## Trecho da página
◇ ◇ ◇ ◇ ◇

Hoje ganhei meu dia, o frentista do posto de gasolina disse que meus olhos eram lindos”. É assim que essa história começa. Com uma frase dita no meio de uma conversa animada, no intervalo de almoço enquanto falávamos sobre o quanto está difícil nos relacionarmos hoje em dia. O quanto tem se tornado uma árdua tarefa nos relacionarmos com o mundo, com as coisas e pessoas, seja com nossa família, amigos, conhecidos, colegas de trabalho ou com o frentista do posto de gasolina.
Ressalto, contudo, que o relacionamento aqui citado não representa loucuras e provas de amor, nem doação integral a alguém. Representa, apenas e principalmente, a doação de nós a nós mesmos. Representa a capacidade de nos dedicar não a alguém ou a alguma atividade, mas a nós mesmos. Representa a difícil e rara capacidade de abraçarmos apenas coisas que nos são essenciais e dedicar nosso tempo todo a elas.

◇ ◇ ◇ ◇ ◇

## Seção de dados
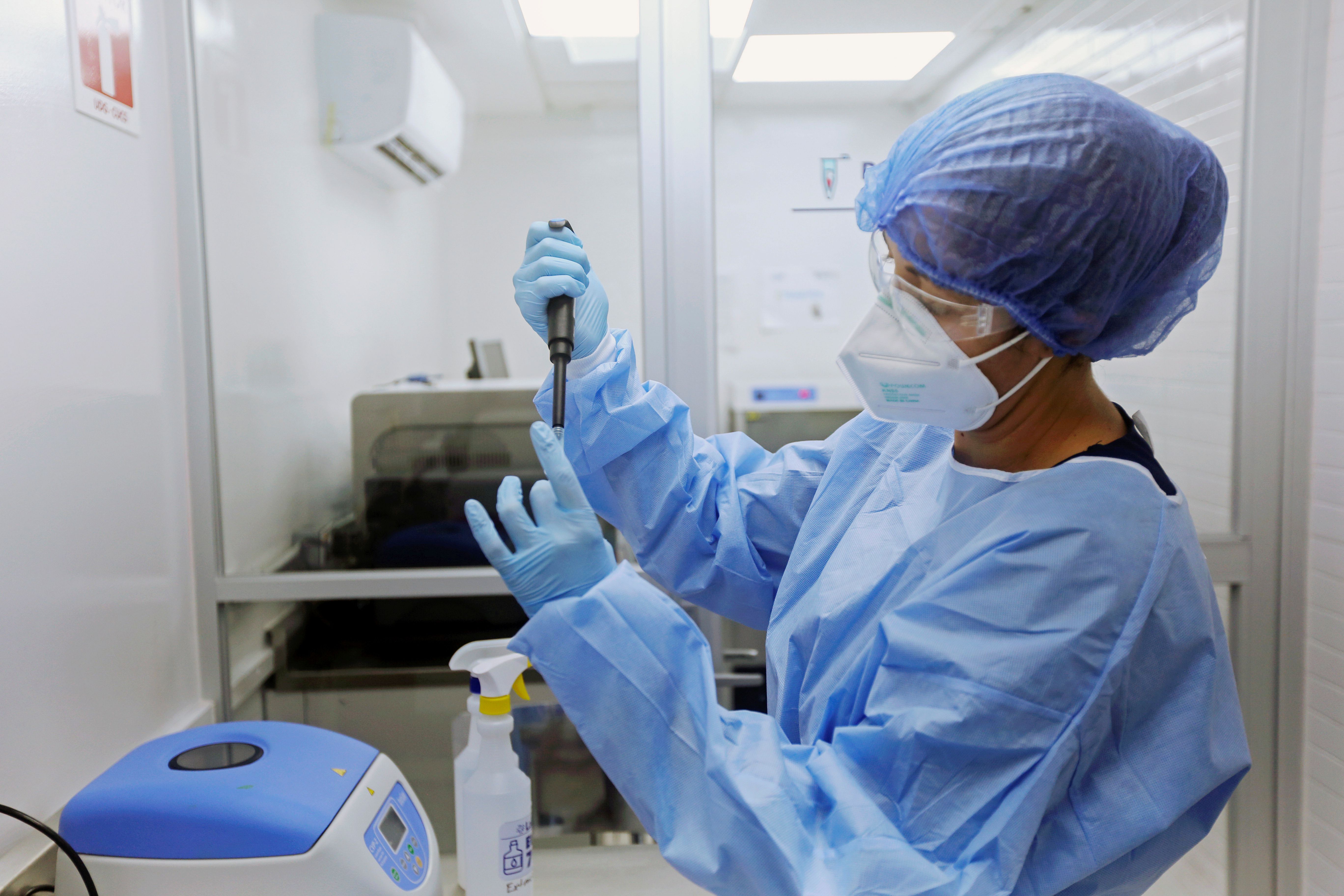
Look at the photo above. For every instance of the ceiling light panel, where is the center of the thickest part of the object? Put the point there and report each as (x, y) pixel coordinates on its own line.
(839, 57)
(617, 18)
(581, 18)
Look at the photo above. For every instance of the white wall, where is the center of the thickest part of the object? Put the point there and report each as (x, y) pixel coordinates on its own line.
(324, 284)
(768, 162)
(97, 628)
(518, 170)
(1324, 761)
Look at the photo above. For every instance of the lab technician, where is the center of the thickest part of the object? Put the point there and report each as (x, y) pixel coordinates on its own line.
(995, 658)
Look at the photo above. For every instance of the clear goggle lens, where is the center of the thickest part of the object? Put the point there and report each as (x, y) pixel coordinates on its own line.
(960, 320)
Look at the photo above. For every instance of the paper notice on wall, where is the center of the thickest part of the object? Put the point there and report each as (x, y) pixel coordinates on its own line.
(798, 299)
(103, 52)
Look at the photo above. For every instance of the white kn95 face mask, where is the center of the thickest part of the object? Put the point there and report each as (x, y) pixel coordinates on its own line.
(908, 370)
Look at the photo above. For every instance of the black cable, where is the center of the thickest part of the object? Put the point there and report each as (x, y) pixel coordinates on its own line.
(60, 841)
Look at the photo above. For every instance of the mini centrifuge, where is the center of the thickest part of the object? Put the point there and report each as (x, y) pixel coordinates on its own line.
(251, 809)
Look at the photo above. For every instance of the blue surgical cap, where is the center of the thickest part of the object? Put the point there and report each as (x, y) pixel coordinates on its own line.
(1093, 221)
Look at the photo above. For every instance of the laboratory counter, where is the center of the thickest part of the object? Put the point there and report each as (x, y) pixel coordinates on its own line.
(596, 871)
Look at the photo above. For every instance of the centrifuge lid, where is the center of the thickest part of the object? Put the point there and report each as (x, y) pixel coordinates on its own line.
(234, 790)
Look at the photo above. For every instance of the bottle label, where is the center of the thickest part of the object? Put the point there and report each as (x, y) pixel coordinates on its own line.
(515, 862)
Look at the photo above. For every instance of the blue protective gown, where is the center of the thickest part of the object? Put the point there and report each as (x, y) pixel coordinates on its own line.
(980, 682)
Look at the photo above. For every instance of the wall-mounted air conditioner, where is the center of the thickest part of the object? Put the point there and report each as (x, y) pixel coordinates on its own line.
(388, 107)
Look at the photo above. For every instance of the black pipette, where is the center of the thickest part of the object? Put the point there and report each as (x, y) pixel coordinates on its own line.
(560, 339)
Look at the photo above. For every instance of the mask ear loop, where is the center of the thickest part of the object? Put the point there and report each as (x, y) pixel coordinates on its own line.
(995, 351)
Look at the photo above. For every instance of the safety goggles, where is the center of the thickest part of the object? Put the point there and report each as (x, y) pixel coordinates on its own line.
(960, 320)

◇ ◇ ◇ ◇ ◇

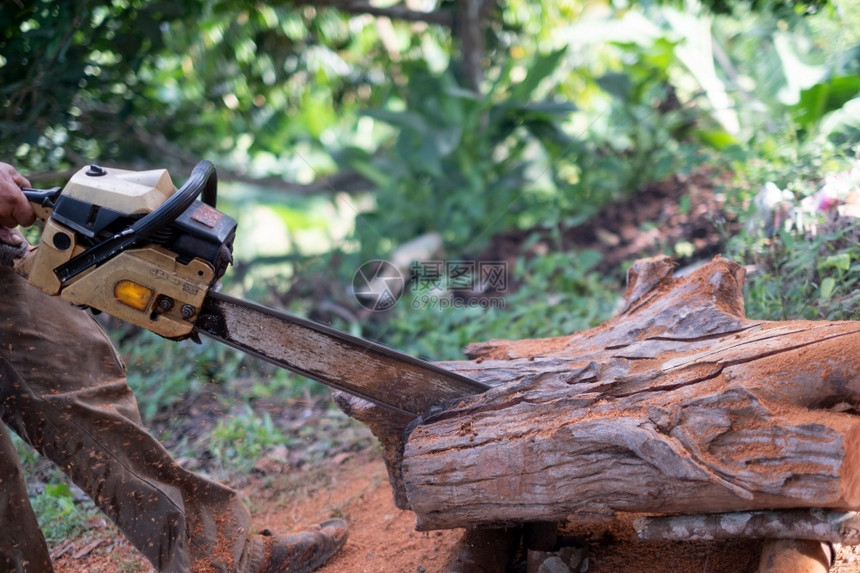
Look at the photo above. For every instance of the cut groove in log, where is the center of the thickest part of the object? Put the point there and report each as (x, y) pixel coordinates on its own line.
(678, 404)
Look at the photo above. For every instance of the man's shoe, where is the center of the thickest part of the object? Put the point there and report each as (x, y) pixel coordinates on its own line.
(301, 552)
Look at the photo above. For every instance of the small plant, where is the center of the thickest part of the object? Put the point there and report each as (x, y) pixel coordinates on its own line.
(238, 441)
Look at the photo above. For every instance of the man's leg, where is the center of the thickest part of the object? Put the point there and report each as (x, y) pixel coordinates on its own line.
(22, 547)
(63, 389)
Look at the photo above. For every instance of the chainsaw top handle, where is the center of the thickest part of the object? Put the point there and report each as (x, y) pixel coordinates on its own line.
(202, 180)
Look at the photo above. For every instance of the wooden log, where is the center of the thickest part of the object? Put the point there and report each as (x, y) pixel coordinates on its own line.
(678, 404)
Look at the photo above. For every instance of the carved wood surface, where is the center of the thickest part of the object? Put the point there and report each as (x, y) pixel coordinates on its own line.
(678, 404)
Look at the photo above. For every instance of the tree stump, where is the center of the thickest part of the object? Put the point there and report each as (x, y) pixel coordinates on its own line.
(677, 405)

◇ ◇ ◇ ◇ ◇

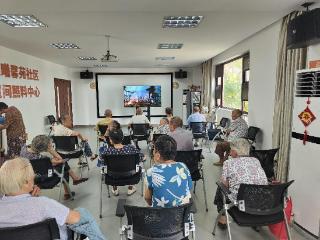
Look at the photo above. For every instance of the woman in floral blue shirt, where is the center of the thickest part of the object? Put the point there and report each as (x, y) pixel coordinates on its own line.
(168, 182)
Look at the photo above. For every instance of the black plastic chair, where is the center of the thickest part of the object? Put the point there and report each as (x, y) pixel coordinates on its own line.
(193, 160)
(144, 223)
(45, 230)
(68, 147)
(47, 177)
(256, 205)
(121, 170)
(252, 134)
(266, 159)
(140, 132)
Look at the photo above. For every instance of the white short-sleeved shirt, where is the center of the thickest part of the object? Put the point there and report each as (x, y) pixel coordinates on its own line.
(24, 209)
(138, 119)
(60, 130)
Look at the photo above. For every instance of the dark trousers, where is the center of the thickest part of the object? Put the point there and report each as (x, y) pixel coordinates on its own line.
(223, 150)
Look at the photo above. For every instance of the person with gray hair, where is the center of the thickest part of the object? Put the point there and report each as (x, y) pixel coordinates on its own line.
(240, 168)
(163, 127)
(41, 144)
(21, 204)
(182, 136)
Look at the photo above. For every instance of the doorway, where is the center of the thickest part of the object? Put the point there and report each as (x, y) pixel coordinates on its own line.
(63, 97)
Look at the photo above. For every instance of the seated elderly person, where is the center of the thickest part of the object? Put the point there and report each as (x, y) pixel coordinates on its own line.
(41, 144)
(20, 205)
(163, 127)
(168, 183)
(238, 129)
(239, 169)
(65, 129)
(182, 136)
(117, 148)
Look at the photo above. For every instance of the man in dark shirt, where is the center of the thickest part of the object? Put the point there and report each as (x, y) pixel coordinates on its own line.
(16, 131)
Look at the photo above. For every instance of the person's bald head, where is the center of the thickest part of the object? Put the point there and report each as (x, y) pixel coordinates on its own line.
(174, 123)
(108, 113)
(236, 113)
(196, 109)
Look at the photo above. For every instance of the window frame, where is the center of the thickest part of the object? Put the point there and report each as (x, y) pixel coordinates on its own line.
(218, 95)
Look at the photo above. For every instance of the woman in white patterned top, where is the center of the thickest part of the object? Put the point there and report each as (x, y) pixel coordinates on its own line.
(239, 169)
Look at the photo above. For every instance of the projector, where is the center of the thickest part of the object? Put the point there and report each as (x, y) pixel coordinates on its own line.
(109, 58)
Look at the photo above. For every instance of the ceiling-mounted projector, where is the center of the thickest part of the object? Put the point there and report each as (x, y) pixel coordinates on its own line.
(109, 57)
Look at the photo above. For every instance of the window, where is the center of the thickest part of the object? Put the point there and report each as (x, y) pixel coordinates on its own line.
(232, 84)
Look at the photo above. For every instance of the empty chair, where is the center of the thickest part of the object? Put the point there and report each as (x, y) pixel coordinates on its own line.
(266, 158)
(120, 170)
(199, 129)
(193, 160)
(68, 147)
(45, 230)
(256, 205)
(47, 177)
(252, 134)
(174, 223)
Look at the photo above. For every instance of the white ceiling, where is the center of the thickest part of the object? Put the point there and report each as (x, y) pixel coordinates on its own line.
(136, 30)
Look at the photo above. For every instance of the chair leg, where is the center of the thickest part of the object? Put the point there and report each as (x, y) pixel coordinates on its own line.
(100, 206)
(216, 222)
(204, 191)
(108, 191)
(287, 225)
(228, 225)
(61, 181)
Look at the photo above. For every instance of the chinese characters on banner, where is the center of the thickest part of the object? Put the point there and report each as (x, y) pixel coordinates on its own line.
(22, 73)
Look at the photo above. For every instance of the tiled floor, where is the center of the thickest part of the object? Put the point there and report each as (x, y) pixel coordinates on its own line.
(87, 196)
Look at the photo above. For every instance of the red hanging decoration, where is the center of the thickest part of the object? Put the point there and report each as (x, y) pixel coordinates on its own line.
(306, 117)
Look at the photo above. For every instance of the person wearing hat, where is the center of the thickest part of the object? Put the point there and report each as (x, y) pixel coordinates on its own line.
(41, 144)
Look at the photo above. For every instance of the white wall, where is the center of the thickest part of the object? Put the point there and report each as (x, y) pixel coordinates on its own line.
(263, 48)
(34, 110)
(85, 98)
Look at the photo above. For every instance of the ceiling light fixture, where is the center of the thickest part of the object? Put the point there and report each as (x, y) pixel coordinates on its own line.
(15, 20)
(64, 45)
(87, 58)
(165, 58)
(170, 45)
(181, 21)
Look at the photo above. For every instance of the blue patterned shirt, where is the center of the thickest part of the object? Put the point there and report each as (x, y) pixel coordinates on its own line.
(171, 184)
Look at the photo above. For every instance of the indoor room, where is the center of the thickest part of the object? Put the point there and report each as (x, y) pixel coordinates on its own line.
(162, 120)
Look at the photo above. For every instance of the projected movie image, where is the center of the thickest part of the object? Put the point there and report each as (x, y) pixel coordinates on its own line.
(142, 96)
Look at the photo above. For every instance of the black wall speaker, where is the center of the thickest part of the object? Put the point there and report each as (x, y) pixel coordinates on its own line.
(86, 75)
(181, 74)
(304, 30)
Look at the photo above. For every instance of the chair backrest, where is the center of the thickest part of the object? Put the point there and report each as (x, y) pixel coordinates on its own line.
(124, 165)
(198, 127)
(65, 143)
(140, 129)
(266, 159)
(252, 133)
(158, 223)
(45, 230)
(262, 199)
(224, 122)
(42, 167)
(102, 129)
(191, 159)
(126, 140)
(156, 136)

◇ ◇ ◇ ◇ ◇

## Problema
Copie fielmente a passagem do texto sobre relacionamentos que começa com as palavras "Hoje ganhei meu" e termina logo depois de "todo a elas.".

## Resultado da tarefa
Hoje ganhei meu dia, o frentista do posto de gasolina disse que meus olhos eram lindos”. É assim que essa história começa. Com uma frase dita no meio de uma conversa animada, no intervalo de almoço enquanto falávamos sobre o quanto está difícil nos relacionarmos hoje em dia. O quanto tem se tornado uma árdua tarefa nos relacionarmos com o mundo, com as coisas e pessoas, seja com nossa família, amigos, conhecidos, colegas de trabalho ou com o frentista do posto de gasolina.
Ressalto, contudo, que o relacionamento aqui citado não representa loucuras e provas de amor, nem doação integral a alguém. Representa, apenas e principalmente, a doação de nós a nós mesmos. Representa a capacidade de nos dedicar não a alguém ou a alguma atividade, mas a nós mesmos. Representa a difícil e rara capacidade de abraçarmos apenas coisas que nos são essenciais e dedicar nosso tempo todo a elas.